▶ WHAT YOU NEED TO DO:
Arrange everything in the data below, from the line containing "Could you put a marker on the utility" down to the end of the data, as a numbered list, leaving out any blank lines.

(Location labeling data)
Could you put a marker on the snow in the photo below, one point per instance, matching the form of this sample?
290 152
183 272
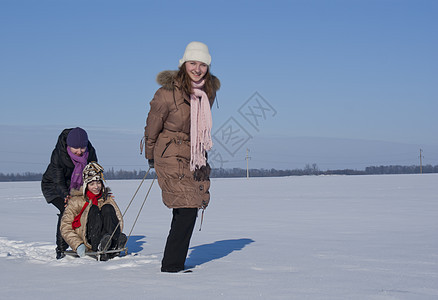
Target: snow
310 237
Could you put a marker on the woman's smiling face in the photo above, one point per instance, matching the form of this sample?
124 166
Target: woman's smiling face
196 70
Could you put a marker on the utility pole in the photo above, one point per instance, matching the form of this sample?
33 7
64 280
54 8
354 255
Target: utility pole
247 163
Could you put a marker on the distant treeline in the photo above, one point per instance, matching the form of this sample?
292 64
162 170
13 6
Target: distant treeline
238 172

▶ REPLY TO THE EXERCISE:
1. Could you put a marker on the utility pole in the photo above, one point per instance, matching the form of this sample?
2. 33 7
3. 64 280
4. 54 8
5. 354 255
6. Target: utility pole
7. 247 163
8. Could you put a marker on the distant treeline in the photo above, one point per instance, matching the form of this sample?
9. 292 64
10. 162 170
11. 13 6
12. Target: distant treeline
13. 238 172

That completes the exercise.